• _TEXT PROVIDED_:

In the Beginning: Compelling Evidence for Creation and the Flood - Did It Rain before the Flood? What Generated the Preflood Mist?

Below is the online edition of In the Beginning: Compelling Evidence for Creation and the Flood, by Dr. Walt Brown. Copyright © Center for Scientific Creation. All rights reserved.

Click here to order the hardbound 8th edition (2008) and other materials.

[ Frequently Asked Questions > Did It Rain before the Flood? What Generated the Preflood Mist? ]

Did It Rain before the Flood? What Generated the Preflood Mist?

Genesis 2:5–6 suggests that it did not rain before the flood:

Now no shrub of the field was yet in the earth, and no plant of the field had yet sprouted, for the Lord God had not sent rain upon the earth; and there was no man to cultivate the ground. But a mist used to rise from the earth and water the whole surface of the ground.¹ [emphasis added]

Notice, these verses only say that after creation, it had not rained. How long did this condition last? Some believe that this mist began the evaporation-rain cycle. If so, the period of no rain was brief, and there was rain before the flood. But if the “no-rain condition” ended sometime before the flood, wouldn’t that have been mentioned? Let’s look for other clues.

Rainbows. God promised never again to flood the entire earth (Genesis 9:12–17), a promise marked by a “bow in the cloud”—a rainbow. Rainbows form when raindrops refract sunlight. This suggests that rainbows began after the flood, which would mean there was no preflood rain.

• _DIRECTIONS FOR THIS TASK_: Write the next part of the piece on whether it rained before the Flood, picking up after its last sentence.

• _SUPPLIED RECORDS_:
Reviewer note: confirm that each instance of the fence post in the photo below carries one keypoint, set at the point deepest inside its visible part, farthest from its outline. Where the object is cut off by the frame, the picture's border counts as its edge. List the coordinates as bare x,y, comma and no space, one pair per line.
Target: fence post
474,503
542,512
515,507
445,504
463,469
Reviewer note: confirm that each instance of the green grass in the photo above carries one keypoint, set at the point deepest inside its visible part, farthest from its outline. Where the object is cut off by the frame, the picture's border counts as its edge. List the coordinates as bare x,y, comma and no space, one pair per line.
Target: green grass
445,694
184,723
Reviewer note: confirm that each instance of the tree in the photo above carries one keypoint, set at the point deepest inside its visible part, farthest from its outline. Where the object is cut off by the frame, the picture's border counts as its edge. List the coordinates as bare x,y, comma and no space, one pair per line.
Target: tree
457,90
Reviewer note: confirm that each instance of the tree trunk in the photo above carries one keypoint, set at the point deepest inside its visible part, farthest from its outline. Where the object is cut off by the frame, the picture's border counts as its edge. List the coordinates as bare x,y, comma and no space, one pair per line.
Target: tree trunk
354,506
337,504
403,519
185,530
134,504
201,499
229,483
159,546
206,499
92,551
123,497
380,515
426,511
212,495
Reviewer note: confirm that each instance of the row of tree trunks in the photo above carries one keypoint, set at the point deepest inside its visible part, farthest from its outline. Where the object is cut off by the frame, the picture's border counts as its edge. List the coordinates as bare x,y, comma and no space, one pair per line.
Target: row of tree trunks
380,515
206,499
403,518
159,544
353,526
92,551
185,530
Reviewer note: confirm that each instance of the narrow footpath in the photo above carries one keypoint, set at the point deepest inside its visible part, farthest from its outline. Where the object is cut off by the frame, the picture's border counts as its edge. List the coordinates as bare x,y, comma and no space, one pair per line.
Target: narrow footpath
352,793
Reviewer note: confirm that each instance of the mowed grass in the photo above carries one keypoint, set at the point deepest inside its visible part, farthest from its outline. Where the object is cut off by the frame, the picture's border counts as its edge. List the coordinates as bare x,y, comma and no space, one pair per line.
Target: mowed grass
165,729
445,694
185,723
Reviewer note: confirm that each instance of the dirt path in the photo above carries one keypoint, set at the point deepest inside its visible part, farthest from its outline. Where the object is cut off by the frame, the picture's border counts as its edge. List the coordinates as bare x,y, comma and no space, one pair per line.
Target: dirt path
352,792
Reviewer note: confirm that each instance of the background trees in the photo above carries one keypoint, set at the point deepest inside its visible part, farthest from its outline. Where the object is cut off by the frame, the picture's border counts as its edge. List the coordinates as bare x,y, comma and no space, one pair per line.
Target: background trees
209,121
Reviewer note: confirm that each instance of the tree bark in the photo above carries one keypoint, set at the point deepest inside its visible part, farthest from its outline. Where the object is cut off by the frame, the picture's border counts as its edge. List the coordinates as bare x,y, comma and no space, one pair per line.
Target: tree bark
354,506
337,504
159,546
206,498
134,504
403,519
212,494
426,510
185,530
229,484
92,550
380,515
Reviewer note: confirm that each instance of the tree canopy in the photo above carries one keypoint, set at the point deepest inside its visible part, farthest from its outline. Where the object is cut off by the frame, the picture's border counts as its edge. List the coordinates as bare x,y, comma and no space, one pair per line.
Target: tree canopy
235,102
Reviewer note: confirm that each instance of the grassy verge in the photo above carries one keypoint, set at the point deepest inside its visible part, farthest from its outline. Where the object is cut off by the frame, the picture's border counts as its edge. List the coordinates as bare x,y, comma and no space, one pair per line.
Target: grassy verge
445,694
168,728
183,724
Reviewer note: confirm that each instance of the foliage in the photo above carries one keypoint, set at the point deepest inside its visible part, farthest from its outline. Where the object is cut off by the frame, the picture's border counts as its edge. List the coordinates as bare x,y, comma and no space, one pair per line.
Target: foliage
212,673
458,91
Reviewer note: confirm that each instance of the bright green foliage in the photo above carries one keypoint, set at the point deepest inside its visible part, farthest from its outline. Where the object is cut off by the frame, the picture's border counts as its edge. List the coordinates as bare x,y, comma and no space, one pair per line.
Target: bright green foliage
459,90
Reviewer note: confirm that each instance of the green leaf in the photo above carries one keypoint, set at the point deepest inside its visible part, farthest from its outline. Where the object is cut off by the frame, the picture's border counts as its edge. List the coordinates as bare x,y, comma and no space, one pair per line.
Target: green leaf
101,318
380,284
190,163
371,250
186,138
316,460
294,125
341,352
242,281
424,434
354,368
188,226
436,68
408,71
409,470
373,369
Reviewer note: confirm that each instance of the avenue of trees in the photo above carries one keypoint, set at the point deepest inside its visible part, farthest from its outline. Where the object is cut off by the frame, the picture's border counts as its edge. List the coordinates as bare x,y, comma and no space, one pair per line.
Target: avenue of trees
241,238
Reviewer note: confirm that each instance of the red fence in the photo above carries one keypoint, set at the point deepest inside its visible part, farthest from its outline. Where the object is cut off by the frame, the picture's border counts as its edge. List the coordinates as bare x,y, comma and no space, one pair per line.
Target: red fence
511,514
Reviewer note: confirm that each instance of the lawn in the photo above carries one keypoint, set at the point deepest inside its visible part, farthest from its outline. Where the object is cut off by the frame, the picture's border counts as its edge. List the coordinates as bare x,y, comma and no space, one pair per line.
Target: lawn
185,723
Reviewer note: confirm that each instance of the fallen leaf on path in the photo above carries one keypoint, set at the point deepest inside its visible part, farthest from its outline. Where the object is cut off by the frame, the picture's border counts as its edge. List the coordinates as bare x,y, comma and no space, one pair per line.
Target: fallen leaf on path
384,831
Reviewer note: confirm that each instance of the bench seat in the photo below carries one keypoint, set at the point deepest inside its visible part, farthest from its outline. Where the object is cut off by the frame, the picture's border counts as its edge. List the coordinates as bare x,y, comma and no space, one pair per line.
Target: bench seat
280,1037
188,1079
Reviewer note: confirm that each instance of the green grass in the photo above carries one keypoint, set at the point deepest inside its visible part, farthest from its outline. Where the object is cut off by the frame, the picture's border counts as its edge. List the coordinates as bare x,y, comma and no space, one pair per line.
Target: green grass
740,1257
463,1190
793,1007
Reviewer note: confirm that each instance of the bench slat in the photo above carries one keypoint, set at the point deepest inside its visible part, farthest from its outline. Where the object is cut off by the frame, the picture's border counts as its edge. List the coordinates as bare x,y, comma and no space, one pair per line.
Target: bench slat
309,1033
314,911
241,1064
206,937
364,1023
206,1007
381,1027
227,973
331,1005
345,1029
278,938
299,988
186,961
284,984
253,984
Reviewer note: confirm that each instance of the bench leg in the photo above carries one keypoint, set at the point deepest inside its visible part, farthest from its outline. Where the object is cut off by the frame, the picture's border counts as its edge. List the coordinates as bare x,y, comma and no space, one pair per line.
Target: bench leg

• _OUTPUT_:
Others disagree, saying rainbows may have been visible before the flood, but afterward God simply associated His promise with rainbows. This would be similar to the symbolism of a wedding ring. Rings existed before a wedding, but afterward the ring recalls a solemn vow. However, if rainbows suddenly began right after the flood, the rainbow’s symbolic effect would have been more unforgettable and reassuring to the frightened survivors of the flood.

Some argue that rainbows would have formed before the flood every time water splashed and droplets refracted sunlight. This argument overlooks that God’s promise concerned rainbows “in the cloud,” not a relatively few drops of water several feet above the ground for a few seconds.

A Terrarium. The Hebrew word translated “mist,” in Genesis 2:6 is used in only one other place in the Bible—Job 36:27. There, it clearly means water vapor. So, did the preflood Earth act as a humid terrarium in which water vapor evaporated, condensed as dew without rainfall, and watered the Earth? Could an Earth-size terrarium produce enough water to supply major rivers, such as described in Genesis 2:10–14? (Two preflood rivers, the Tigris and Euphrates, were evidently similar to and the basis for naming the mighty postflood rivers that today bear the same names. See Endnote 5 on page 552.)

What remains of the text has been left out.